- Selected text
Attention: This is the 2005 workshop webpage. For YRRSDS 2006 click here
 Overview [more]


The Young Researchers' Roundtable on Spoken Dialog Systems is a workshop designed for students, post docs, and junior researchers working in applied spoken dialog systems research. The roundtable will provide an open forum where participants can discuss their research interests, current work and future plans. We hope the workshop format (see below) will foster creative thinking about current issues in spoken dialog systems research, and help create a stronger international network of young researchers working in the field.

This workshop is an ISCA event held on September the 1st, 2005, at the Centro Cultural de Belém (the same venue as Interspeech 2005) in Lisbon, Portugal in conjunction with INTERSPEECH-2005 and SIGdial.

 Workshop Format
 


The workshop will be held as a full-day event, consisting of multiple small-group discussions.

- Extracted material

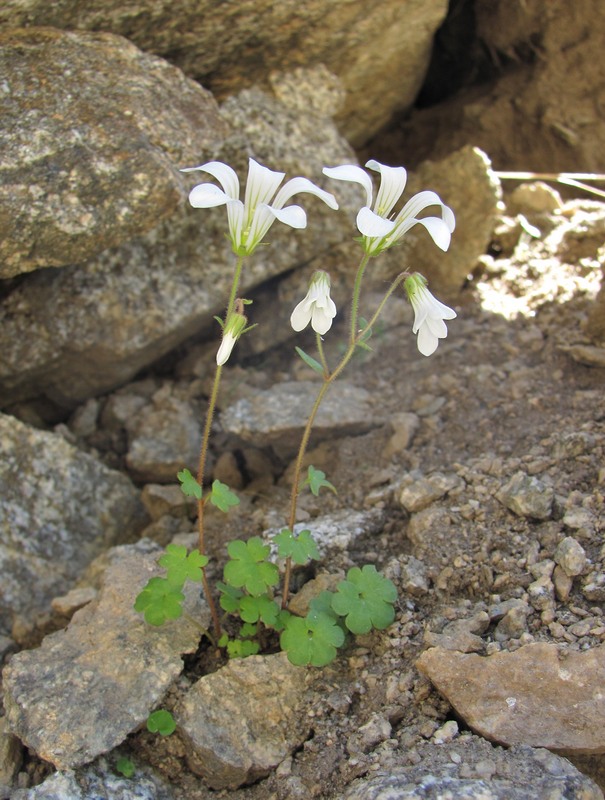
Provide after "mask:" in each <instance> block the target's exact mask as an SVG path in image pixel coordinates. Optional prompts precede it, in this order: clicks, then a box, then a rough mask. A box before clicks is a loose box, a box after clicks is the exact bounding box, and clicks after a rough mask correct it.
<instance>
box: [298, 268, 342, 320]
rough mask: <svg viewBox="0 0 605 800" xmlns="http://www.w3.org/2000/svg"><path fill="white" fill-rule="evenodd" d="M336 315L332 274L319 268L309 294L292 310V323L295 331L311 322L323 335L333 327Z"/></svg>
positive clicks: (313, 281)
---
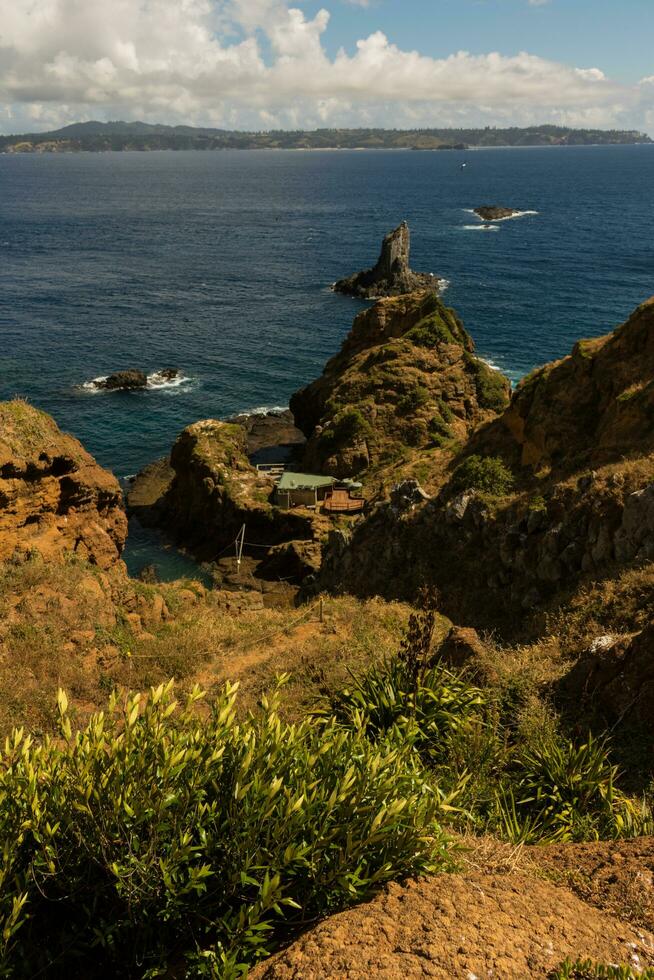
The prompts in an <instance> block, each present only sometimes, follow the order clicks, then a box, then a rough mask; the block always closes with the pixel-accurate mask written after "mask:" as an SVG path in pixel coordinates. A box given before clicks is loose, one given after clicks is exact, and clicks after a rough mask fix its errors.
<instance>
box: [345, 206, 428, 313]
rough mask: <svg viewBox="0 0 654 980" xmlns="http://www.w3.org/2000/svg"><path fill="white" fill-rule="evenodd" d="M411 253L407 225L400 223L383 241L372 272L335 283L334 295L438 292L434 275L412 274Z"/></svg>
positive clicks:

- Task requirements
1. From the workshop page, output the passage between "Attention: This is" and "in the field.", inclusive, copied word for word.
2. According to the workshop page, on what date and at what venue was the workshop held?
3. Condense the workshop page's paragraph that starts "The Young Researchers' Roundtable on Spoken Dialog Systems is a workshop" into a short bulleted list that keeps its main facts.

- Answers by item
1.
Attention: This is the 2005 workshop webpage. For YRRSDS 2006 click here
 Overview [more]


The Young Researchers' Roundtable on Spoken Dialog Systems is a workshop designed for students, post docs, and junior researchers working in applied spoken dialog systems research. The roundtable will provide an open forum where participants can discuss their research interests, current work and future plans. We hope the workshop format (see below) will foster creative thinking about current issues in spoken dialog systems research, and help create a stronger international network of young researchers working in the field.

2. It was held on September 1, 2005, at the Centro Cultural de Belém in Lisbon, Portugal.

3.
- The workshop is for students, post docs, and junior researchers in applied spoken dialog systems research.
- It offers an open forum for discussing research interests, current work, and future plans.
- Its format is meant to encourage creative thinking about current issues in the field.
- It aims to build a stronger international network of young researchers.